Directions:
1. Summarize the interview below on pure and applied mathematics in two sentences.
2. In the interview below on pure and applied mathematics, rewrite the paragraph beginning "The two aspects are not mutually exclusive" as a bulleted list that keeps its main facts.
3. Continue the interview below on pure and applied mathematics, starting after its final sentence.

+++ Reading passage

David Edwards: Your work in applied mathematics is on numerical analysis and, with respect to your work here, the creation of ‘optimal’ forms which respect certain physical and geometric rules. This could be useful in the aeronautics industry or, obviously, in the field of architecture. Do you see the value of your work as lying in its potential practical applications or, rather, in a purely intellectual context?

François Jouve:
The two aspects are not mutually exclusive, and the border between so-called ‘pure’ mathematics and applied mathematics, which for a long time was clearly delineated, is now becoming increasingly fuzzy. Today, traditionally ‘pure’ domains of mathematics, such as the theory of numbers, have extremely concrete applications whereas others who have been labelled ‘applied’ mathematicians have become interested in questions quite distant from any practical application. Concerning myself, I have always considered that I am an applied mathematician whose points of departure are practical problems; from this, I develop methods, some of which have a truly theoretical basis; I then move back to the concrete application. There are, however, any number of possible approaches.

++++++
+++ Items

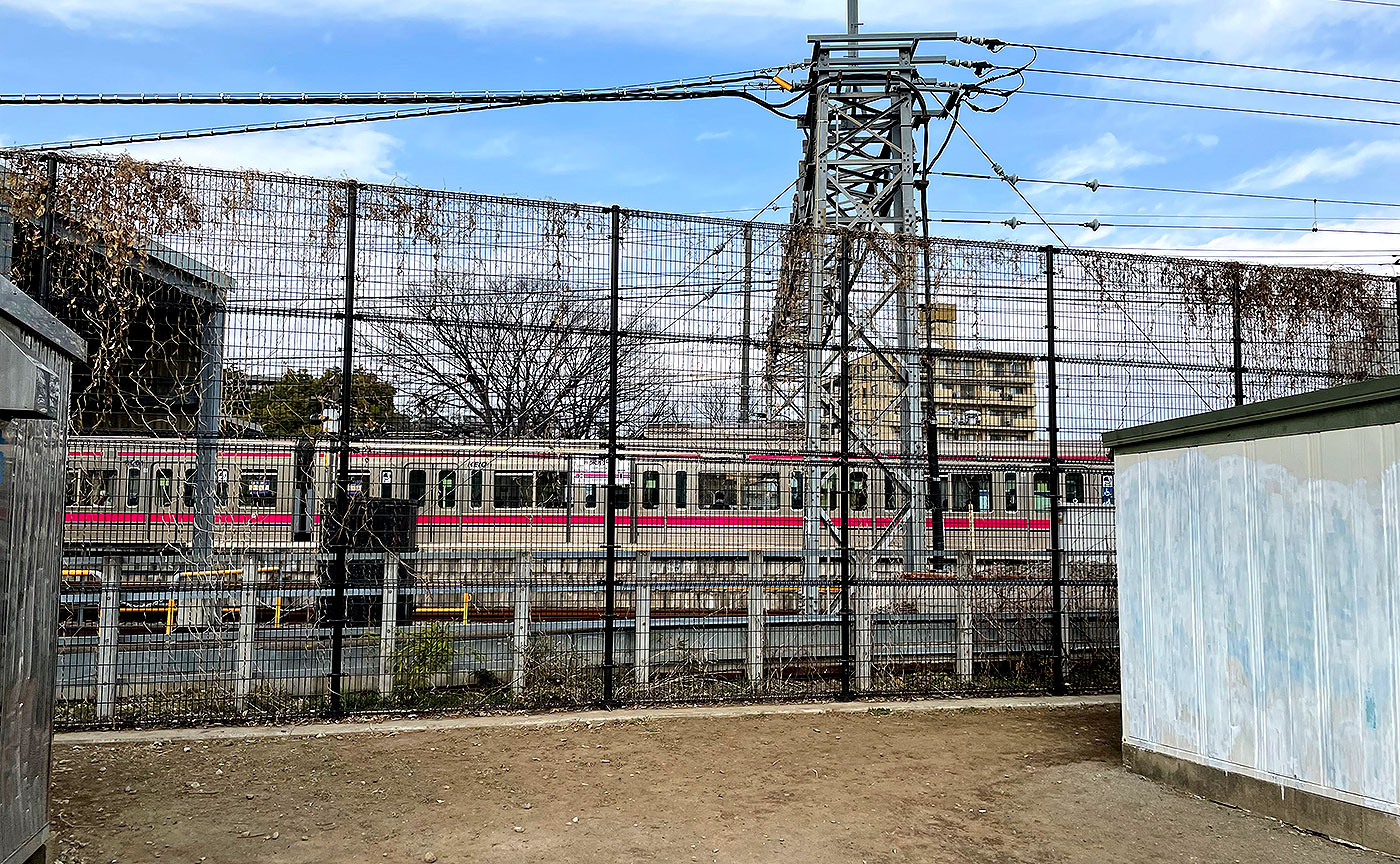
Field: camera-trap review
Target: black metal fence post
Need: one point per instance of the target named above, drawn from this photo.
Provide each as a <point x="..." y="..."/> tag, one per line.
<point x="611" y="509"/>
<point x="51" y="195"/>
<point x="340" y="569"/>
<point x="1053" y="429"/>
<point x="844" y="423"/>
<point x="1238" y="366"/>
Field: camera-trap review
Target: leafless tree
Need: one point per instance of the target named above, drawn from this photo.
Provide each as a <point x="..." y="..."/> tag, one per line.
<point x="518" y="357"/>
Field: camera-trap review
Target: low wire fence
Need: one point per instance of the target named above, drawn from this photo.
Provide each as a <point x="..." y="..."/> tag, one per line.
<point x="346" y="447"/>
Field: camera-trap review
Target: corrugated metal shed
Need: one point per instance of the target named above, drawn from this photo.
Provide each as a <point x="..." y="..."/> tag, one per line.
<point x="1259" y="587"/>
<point x="38" y="354"/>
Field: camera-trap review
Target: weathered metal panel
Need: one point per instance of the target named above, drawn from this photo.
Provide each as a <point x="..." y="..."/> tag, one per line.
<point x="1259" y="608"/>
<point x="32" y="455"/>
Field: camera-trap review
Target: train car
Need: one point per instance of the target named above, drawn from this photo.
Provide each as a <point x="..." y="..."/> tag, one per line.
<point x="678" y="493"/>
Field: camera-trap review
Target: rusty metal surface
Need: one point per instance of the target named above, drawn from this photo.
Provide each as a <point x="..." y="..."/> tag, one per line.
<point x="32" y="455"/>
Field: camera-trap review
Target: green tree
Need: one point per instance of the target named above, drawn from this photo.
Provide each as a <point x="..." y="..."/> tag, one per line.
<point x="294" y="403"/>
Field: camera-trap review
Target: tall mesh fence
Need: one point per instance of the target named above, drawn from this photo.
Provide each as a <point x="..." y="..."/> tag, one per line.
<point x="345" y="447"/>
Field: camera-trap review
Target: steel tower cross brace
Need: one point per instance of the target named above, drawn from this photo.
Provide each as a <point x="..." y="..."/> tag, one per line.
<point x="860" y="175"/>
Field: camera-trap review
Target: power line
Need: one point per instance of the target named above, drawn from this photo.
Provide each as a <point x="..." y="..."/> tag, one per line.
<point x="756" y="79"/>
<point x="993" y="44"/>
<point x="399" y="115"/>
<point x="1294" y="115"/>
<point x="1095" y="185"/>
<point x="1129" y="318"/>
<point x="1094" y="226"/>
<point x="1214" y="86"/>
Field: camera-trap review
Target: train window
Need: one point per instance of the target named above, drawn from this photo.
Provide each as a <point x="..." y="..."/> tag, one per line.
<point x="133" y="488"/>
<point x="860" y="489"/>
<point x="164" y="486"/>
<point x="95" y="486"/>
<point x="650" y="489"/>
<point x="417" y="486"/>
<point x="622" y="497"/>
<point x="718" y="490"/>
<point x="1042" y="500"/>
<point x="972" y="492"/>
<point x="795" y="489"/>
<point x="447" y="490"/>
<point x="549" y="488"/>
<point x="476" y="483"/>
<point x="759" y="492"/>
<point x="514" y="490"/>
<point x="258" y="489"/>
<point x="357" y="483"/>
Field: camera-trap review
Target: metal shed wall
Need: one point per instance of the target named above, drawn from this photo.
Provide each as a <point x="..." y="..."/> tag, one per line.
<point x="1259" y="602"/>
<point x="32" y="455"/>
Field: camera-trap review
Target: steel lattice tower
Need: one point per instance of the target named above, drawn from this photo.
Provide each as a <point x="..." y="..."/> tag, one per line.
<point x="858" y="178"/>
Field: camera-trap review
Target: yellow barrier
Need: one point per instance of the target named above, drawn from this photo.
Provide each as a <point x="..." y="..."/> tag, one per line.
<point x="466" y="601"/>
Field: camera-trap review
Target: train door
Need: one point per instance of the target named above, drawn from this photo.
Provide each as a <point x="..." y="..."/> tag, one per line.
<point x="303" y="492"/>
<point x="164" y="503"/>
<point x="653" y="504"/>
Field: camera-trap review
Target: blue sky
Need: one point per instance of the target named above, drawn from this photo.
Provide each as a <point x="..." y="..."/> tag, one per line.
<point x="725" y="156"/>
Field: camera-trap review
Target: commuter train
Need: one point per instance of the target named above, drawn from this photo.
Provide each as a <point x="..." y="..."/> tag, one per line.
<point x="676" y="492"/>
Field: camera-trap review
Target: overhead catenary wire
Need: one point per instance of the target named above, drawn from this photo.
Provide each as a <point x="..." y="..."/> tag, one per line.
<point x="759" y="79"/>
<point x="1071" y="251"/>
<point x="1094" y="185"/>
<point x="1213" y="86"/>
<point x="1292" y="115"/>
<point x="997" y="44"/>
<point x="399" y="115"/>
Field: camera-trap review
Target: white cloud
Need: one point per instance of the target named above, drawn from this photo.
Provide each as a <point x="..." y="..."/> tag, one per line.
<point x="361" y="153"/>
<point x="1105" y="154"/>
<point x="1323" y="163"/>
<point x="494" y="147"/>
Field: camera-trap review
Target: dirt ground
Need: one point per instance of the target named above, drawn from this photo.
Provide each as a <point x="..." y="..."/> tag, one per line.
<point x="980" y="787"/>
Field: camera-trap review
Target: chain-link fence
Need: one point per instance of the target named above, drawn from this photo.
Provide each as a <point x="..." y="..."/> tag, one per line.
<point x="595" y="455"/>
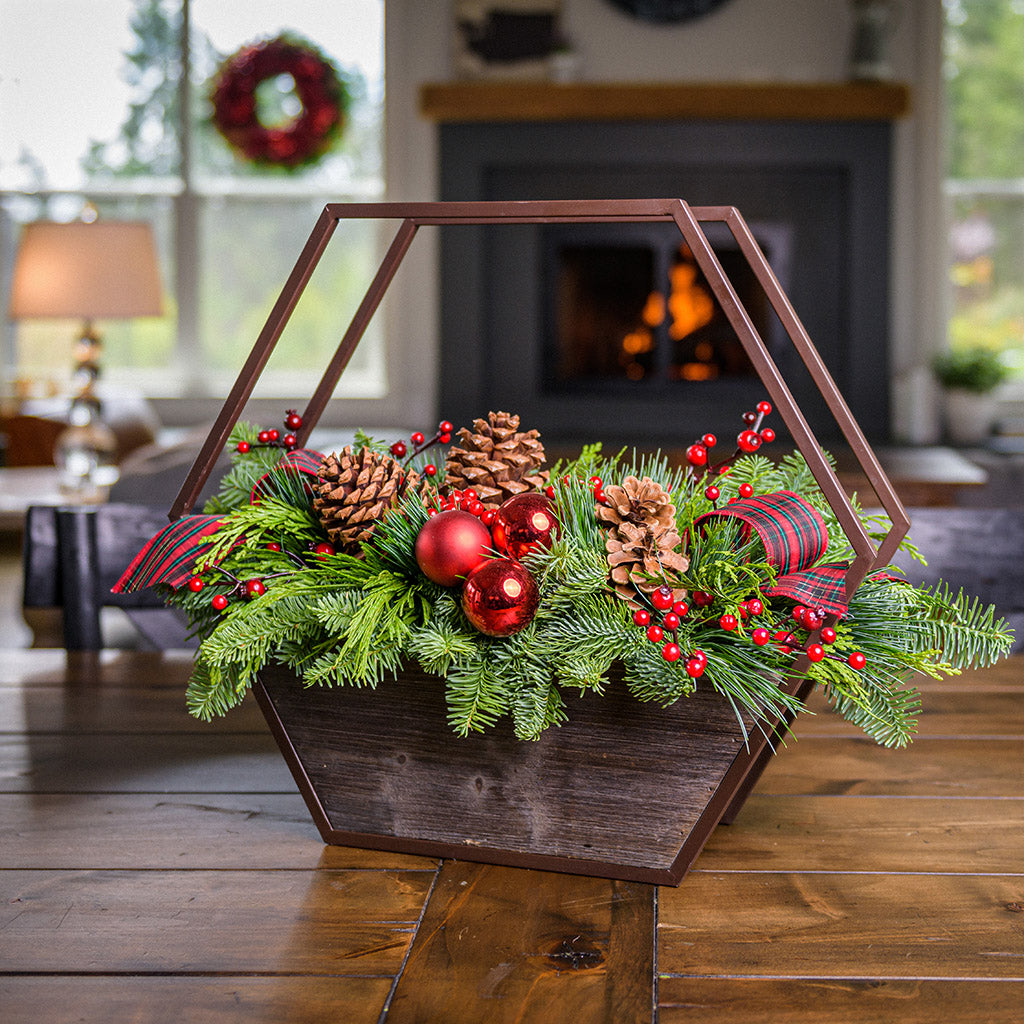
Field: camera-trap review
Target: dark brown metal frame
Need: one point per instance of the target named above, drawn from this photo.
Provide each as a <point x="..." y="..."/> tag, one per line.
<point x="743" y="772"/>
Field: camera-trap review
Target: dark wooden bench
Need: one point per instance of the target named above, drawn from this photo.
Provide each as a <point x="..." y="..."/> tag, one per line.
<point x="73" y="555"/>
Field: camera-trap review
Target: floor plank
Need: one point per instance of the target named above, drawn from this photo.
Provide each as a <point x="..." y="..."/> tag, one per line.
<point x="171" y="763"/>
<point x="114" y="708"/>
<point x="949" y="768"/>
<point x="869" y="834"/>
<point x="323" y="922"/>
<point x="835" y="926"/>
<point x="979" y="712"/>
<point x="501" y="945"/>
<point x="308" y="999"/>
<point x="183" y="832"/>
<point x="697" y="1000"/>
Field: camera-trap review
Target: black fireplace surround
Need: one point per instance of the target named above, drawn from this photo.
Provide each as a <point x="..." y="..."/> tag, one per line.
<point x="815" y="195"/>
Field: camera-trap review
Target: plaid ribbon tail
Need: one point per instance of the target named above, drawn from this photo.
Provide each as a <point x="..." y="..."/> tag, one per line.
<point x="821" y="587"/>
<point x="304" y="463"/>
<point x="170" y="556"/>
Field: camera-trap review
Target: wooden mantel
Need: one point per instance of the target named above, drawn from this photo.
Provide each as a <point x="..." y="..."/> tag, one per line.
<point x="537" y="100"/>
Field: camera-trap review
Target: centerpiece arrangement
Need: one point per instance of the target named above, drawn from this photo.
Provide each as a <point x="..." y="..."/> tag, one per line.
<point x="518" y="585"/>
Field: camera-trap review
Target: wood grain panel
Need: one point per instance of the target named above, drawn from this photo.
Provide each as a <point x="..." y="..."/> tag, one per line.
<point x="835" y="926"/>
<point x="697" y="1000"/>
<point x="309" y="999"/>
<point x="654" y="100"/>
<point x="926" y="768"/>
<point x="171" y="763"/>
<point x="867" y="834"/>
<point x="326" y="922"/>
<point x="184" y="832"/>
<point x="500" y="945"/>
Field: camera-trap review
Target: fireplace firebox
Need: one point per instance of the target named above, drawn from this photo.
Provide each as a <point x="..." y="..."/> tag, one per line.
<point x="570" y="326"/>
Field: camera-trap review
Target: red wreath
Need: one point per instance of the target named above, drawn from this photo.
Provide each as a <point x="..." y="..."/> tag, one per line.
<point x="318" y="87"/>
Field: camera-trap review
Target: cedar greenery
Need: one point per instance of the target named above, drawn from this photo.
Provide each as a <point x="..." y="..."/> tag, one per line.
<point x="346" y="621"/>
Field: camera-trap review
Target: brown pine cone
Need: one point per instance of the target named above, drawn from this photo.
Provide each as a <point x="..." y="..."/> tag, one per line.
<point x="354" y="491"/>
<point x="497" y="460"/>
<point x="642" y="540"/>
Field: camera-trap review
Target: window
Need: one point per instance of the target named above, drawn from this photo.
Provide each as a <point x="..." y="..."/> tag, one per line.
<point x="94" y="109"/>
<point x="984" y="70"/>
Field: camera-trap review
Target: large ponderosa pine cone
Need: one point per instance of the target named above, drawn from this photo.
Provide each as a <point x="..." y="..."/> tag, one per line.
<point x="642" y="539"/>
<point x="353" y="492"/>
<point x="497" y="460"/>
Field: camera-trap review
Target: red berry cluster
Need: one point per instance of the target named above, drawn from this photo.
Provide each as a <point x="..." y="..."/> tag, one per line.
<point x="420" y="442"/>
<point x="748" y="441"/>
<point x="467" y="501"/>
<point x="273" y="437"/>
<point x="251" y="589"/>
<point x="810" y="620"/>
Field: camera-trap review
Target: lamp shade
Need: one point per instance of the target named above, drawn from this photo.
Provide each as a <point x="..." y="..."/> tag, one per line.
<point x="103" y="269"/>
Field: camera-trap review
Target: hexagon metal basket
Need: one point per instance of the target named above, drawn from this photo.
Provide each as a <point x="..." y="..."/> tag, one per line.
<point x="624" y="790"/>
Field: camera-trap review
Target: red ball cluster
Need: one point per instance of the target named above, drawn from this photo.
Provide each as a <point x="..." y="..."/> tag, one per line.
<point x="455" y="548"/>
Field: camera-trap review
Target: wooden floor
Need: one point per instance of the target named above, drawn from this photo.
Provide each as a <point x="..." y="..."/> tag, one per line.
<point x="157" y="869"/>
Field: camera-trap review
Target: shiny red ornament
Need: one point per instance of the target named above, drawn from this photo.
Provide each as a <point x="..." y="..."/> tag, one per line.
<point x="451" y="545"/>
<point x="523" y="523"/>
<point x="500" y="597"/>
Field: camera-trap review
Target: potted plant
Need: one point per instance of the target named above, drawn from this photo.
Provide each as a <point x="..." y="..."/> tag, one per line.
<point x="970" y="377"/>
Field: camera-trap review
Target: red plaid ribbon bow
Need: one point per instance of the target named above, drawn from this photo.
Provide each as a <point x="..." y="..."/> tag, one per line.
<point x="795" y="538"/>
<point x="170" y="556"/>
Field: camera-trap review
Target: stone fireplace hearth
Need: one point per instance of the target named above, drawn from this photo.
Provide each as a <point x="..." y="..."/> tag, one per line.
<point x="813" y="188"/>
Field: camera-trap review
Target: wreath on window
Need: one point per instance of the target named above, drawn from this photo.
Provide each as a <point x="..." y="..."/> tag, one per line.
<point x="316" y="85"/>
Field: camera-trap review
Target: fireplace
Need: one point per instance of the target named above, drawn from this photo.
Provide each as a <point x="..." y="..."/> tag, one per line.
<point x="569" y="326"/>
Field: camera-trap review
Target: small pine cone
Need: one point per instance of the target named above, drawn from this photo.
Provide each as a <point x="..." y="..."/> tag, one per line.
<point x="642" y="539"/>
<point x="354" y="491"/>
<point x="497" y="460"/>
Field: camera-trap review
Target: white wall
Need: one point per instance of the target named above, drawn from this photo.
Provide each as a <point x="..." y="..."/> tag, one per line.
<point x="764" y="40"/>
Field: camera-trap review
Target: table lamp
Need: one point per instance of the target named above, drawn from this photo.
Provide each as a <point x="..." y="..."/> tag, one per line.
<point x="99" y="269"/>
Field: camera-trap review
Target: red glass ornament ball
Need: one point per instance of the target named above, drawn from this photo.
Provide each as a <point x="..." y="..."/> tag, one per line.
<point x="696" y="455"/>
<point x="524" y="522"/>
<point x="749" y="441"/>
<point x="500" y="597"/>
<point x="451" y="545"/>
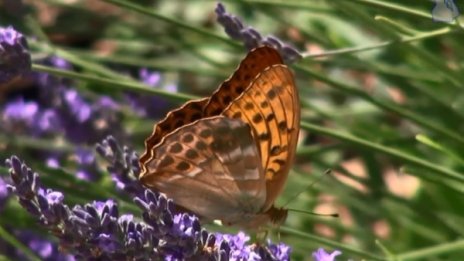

++++++

Responses for each task:
1. David Edwards asks François Jouve whether the value of Jouve's work on numerical analysis and "optimal" forms lies in practical uses, such as aeronautics or architecture, or in a purely intellectual context. Jouve answers that the two aspects are not mutually exclusive, because the border between pure and applied mathematics is becoming increasingly fuzzy, and describes starting from practical problems, developing methods that sometimes have a theoretical basis, and then returning to the concrete application.

2.
- Practical value and intellectual value are not mutually exclusive.
- The border between "pure" and applied mathematics was long clearly delineated but is now increasingly fuzzy.
- Traditionally "pure" fields, such as number theory, now have very concrete applications.
- Some mathematicians labeled "applied" have turned to questions far from any practical use.
- Jouve identifies as an applied mathematician who starts from practical problems.
- From those problems Jouve develops methods, some with a truly theoretical basis, and then returns to the concrete application.
- Many other approaches are possible.

3.
D.E.: How did your initial encounter with François Roche come to pass?


F.J.: Thanks to the internet, François had seen the results we had reached in our work on numerical simulations and the calculations of optimal forms. He had found these forms ‘monstrous’ enough (I use his own words here) to become interested in the methodology used to generate them and contacted me. I liked his description of the results.


Architecture des Humeurs/_Robots_Matthieu Kavyrchine
Architecture des Humeurs/_Robots_Matthieu Kavyrchine
 
D.E.: In what way could your area of research interest him for his own research?

F.J.: What interested him was not so much my area of research as the forms that came out of it, some of which were in fact rather comparable to forms he had used in one of his previous exhibitions (‘I’ve heard about’) and which had been created using techniques having strictly nothing to do with my own.

D.E.: Had you ever collaborated with an architect before? Aren’t there problems in understanding each other’s professional jargon?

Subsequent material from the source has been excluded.